→ Krótkie ćwiczenie 1
Przedstaw w formie krótkiej listy akapit recenzji powieści „Czworo i kości” zaczynający się od słów „Książka napisana przez Kazimierza Szymeczko”. Zachowaj jego główne fakty.
→ Krótkie ćwiczenie 2
Kontynuuj recenzję powieści „Czworo i kości”, zaczynając zaraz po ostatnim zdaniu fragmentu.

→ Fragment do lektury
______

Zacznę od tego, że mam pewną awersję
do książek polskiego autorstwa. Zapewne zapytacie teraz „Dlaczego biorę się za
recenzję czegoś, czego nie lubię?” i pomyślicie, że moja opinia o powieści może
być nieprawdziwa, i omylna, ale tak nie jest. „Czworo i kości” opowiada o
czymś, co może sprawić, iż zmienię nastawienie do polskich dzieł.
Książka
napisana przez Kazimierza Szymeczko nie jest jakoś strasznie nowa - wydana
została w 2011 roku, ale historia w niej opisana jest wyjątkowo „na czasie”. We
współczesnym świecie nietrudno o nałóg papierosowy, uzależnienie od narkotyków, dopalaczy, a
nawet od komputera. W tej powieści mowa jest o uzależnieniu od gier RPG i
MMORPG, czyli od komputerowych fabularnych gier sieciowych i tych na płytach,
które można zakupić w sklepie. Podejrzewam, że większość z Was pierwszy raz
dowie się z tej książki o klasycznym RPG - takim, do którego nie jest potrzebny
komputer, tylko wyobraźnia…
„Jak
tu wytłumaczyć matce, że na kilka godzin przenosimy się w inny świat? W takie
miejsce, gdzie można być czarownikiem, rycerzem, wędrownym trubadurem,
krasnoludem, elfem, hobbitem...”

______

→ Rekordy danych
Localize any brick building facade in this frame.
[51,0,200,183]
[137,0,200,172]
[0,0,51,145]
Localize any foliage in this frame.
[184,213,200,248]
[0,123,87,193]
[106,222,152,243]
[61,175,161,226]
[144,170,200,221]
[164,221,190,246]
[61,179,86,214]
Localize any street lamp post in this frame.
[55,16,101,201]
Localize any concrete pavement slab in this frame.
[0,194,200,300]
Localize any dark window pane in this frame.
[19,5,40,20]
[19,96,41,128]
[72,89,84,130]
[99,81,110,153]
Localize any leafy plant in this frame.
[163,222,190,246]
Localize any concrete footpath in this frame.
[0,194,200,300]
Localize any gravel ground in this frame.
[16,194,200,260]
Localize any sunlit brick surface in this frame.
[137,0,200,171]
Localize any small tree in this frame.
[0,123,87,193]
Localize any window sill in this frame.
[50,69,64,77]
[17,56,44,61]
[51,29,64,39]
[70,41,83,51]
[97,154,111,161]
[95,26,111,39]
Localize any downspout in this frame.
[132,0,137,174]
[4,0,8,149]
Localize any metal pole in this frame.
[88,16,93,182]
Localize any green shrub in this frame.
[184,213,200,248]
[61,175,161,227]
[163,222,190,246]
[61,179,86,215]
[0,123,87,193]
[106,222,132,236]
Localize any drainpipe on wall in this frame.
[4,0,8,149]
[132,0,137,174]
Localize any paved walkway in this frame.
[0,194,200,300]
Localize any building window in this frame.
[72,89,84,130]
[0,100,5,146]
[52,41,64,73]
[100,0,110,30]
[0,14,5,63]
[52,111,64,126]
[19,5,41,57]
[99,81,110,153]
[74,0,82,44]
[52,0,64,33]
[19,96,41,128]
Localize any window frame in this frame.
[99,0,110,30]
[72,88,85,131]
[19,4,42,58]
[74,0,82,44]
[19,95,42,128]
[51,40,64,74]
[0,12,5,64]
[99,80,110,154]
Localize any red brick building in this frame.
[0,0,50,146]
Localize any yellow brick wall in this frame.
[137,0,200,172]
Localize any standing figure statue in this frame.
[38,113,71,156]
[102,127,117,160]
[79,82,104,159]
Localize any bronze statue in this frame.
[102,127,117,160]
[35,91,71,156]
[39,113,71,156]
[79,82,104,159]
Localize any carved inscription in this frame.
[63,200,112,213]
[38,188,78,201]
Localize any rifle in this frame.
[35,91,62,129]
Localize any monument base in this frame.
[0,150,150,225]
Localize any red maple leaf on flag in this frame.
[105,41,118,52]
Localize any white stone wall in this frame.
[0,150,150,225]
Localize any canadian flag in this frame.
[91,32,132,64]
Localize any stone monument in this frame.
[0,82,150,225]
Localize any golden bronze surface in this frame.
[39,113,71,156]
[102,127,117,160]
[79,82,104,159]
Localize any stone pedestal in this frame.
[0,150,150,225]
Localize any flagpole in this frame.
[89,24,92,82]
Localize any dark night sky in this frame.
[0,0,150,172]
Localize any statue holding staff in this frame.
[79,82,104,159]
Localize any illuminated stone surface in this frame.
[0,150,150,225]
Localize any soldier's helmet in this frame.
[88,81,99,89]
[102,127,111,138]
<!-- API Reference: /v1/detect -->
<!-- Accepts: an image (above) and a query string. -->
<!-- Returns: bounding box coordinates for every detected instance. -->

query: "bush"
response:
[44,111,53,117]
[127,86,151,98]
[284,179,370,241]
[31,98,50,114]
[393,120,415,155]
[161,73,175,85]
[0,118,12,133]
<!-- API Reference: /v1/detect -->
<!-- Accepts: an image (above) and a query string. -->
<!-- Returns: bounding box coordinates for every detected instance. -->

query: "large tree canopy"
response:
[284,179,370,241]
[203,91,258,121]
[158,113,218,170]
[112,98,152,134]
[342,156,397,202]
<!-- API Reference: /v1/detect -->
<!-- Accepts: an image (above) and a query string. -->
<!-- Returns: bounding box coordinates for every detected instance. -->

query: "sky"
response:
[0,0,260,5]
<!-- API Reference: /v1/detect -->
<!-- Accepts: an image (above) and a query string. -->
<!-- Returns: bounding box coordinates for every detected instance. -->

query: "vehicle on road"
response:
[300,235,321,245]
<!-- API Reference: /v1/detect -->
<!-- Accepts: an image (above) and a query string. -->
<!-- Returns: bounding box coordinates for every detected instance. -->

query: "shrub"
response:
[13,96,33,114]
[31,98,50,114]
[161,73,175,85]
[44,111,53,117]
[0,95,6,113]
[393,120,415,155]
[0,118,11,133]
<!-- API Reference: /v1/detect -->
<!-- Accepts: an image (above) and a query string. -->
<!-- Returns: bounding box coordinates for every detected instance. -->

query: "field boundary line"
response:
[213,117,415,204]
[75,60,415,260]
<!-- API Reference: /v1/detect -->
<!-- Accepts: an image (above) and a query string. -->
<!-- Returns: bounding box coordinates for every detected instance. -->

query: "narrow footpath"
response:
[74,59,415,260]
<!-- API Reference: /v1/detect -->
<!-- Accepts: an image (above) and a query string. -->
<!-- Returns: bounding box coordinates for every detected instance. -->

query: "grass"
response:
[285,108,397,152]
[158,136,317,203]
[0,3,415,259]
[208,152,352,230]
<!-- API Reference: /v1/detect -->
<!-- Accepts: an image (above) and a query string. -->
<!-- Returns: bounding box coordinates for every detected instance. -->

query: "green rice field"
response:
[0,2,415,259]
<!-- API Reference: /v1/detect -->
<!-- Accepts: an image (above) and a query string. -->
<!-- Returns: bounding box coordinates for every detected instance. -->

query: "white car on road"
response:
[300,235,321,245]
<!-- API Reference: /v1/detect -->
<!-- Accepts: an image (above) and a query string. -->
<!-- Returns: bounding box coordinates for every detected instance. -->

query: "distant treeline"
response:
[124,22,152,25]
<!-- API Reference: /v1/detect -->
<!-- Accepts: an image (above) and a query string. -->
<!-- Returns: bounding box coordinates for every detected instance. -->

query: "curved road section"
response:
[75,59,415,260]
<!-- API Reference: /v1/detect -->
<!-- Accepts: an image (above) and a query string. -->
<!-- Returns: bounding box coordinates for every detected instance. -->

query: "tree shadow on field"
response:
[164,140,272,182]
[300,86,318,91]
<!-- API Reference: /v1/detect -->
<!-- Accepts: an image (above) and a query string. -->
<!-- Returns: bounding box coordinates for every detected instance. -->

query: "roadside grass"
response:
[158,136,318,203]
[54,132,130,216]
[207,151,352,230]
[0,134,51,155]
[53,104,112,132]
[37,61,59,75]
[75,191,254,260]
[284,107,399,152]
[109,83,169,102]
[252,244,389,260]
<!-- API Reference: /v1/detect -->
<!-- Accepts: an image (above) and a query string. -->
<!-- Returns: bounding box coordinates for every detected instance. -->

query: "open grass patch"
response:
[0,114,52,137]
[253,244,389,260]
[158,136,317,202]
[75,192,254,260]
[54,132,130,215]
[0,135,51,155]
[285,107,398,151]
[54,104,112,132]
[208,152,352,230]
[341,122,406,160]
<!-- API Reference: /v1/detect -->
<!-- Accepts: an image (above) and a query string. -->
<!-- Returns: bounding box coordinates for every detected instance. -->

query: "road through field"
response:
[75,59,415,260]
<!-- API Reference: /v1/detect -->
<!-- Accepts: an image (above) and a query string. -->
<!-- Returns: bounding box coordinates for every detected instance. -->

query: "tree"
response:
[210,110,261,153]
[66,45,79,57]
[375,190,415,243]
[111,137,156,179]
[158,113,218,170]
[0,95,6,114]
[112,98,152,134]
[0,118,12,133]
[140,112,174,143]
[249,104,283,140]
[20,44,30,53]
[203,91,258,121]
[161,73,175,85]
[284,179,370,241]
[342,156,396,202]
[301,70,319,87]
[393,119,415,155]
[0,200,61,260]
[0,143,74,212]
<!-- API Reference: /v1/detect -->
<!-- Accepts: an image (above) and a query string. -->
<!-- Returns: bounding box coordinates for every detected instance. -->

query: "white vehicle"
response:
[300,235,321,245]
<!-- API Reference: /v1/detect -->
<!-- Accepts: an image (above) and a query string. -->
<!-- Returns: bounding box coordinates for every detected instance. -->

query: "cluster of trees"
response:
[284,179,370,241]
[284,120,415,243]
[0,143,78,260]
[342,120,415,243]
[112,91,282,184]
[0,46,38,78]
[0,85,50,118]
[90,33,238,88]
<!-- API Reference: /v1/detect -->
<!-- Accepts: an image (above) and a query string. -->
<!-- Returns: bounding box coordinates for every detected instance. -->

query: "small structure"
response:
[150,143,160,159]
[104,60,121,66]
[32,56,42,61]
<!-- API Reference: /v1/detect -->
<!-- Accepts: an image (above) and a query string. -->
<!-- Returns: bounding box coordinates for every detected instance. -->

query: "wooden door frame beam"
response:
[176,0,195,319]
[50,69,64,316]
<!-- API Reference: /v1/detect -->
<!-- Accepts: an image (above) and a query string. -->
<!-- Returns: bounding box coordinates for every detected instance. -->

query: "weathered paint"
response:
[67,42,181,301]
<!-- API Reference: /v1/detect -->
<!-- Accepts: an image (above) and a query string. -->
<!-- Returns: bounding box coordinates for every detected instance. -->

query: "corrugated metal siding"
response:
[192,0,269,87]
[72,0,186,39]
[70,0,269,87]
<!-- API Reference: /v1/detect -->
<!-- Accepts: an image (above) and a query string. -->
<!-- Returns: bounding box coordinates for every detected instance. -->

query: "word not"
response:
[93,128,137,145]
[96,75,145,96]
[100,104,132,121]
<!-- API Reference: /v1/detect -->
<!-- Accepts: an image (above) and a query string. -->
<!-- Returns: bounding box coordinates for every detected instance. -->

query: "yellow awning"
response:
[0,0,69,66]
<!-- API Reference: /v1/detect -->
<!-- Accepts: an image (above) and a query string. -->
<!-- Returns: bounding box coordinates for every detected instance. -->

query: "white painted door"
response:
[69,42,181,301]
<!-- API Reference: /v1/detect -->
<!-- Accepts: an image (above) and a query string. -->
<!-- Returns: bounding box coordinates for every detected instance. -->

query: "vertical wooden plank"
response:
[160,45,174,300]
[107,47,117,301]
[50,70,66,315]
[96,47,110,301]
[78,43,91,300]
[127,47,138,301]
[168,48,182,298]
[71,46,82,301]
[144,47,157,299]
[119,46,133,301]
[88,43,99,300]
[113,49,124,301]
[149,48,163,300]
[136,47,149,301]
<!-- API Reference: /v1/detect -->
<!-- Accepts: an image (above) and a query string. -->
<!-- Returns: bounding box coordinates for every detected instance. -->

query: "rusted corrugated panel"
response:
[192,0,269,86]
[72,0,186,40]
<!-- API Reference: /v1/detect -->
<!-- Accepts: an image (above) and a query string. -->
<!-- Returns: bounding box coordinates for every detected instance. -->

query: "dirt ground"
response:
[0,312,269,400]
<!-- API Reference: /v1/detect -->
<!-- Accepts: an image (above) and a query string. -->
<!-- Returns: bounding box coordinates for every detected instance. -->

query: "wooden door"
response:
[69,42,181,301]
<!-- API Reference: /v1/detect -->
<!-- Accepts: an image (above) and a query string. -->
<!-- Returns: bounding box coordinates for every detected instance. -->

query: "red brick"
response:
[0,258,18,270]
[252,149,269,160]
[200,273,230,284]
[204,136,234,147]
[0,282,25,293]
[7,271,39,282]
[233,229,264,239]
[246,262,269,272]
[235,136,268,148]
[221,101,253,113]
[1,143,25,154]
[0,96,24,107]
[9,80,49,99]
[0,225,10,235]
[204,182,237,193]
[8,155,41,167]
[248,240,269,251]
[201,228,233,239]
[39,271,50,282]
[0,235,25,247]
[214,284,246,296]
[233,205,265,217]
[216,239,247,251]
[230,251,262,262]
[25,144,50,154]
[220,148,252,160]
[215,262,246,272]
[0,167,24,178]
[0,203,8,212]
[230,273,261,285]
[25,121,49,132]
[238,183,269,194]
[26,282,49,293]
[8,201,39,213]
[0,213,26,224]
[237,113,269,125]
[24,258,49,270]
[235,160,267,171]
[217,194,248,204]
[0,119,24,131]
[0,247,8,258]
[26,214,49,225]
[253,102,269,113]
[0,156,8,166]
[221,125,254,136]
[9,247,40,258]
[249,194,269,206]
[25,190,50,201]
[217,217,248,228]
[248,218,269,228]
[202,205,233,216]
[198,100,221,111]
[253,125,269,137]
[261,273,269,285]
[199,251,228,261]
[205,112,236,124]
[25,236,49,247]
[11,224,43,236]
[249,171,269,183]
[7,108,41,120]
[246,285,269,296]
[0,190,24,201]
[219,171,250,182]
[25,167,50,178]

______

→ Wynik zadania 1
- Powieść Kazimierza Szymeczko wyszła w 2011 roku, ale opisana w niej historia jest bardzo aktualna.
- Dziś łatwo o uzależnienie od papierosów, narkotyków, dopalaczy, a nawet od komputera.
- Książka dotyczy uzależnienia od gier RPG i MMORPG, czyli fabularnych gier sieciowych i gier na płytach kupowanych w sklepie.
- Według recenzji większość czytelników zapewne po raz pierwszy dowie się z niej o klasycznym RPG, do którego zamiast komputera potrzebna jest wyobraźnia.

→ Wynik zadania 2
A
wracając do książki, jest ona pisana z perspektywy szesnastoletniego
„Wędrowca”, „Mistrza gry”, który właśnie zaczyna pierwszą klasę liceum. Wraz z
Zosią, Kamilem i Patrykiem przedstawia on nam swój świat, a właściwie dwa
światy: ten rzeczywisty i ten fantastyczny, wyimaginowany świat gry
fabularnej. Nasi główni bohaterowie
potrafią odnaleźć granicę między tymi dwoma wymiarami, jednak Tomek – ich nowy
kolega z klasy - nie. Chłopak jest zagorzałym fanem gier sieciowych, utożsamia
się on ze swoją wirtualną postacią, więc jej utrata jest równoznaczna z utratą
siebie.
„Ale
w życiu, jeśli wyświetli się „game over” - nie ma bonusów, dodatkowych żyć i
powtarzania levelu. Wszystko jest jednocześnie jednorazowe, ostateczne i
niepewne.”
„Czworo
i kości” to typowa powieść o trudach dorastania, uzależnieniach i próbach
samobójczych, ale również o potrafiącej przetrwać wszystko przyjaźni.
Jak dla mnie, książka jest
zdecydowanie za krótka, te 127 stron nie wyjaśnia wszystkich jej zagadek.
Chciałabym się dowiedzieć, co stało się z Tomkiem - czy uwolnił się od
Conana2711 (swojej postaci z gry) i jak wyglądały dalsze sesje klasycznego RPG
prowadzone przez „Wędrowca”.
„Życie
nie ma ceny, szlachetny panie.”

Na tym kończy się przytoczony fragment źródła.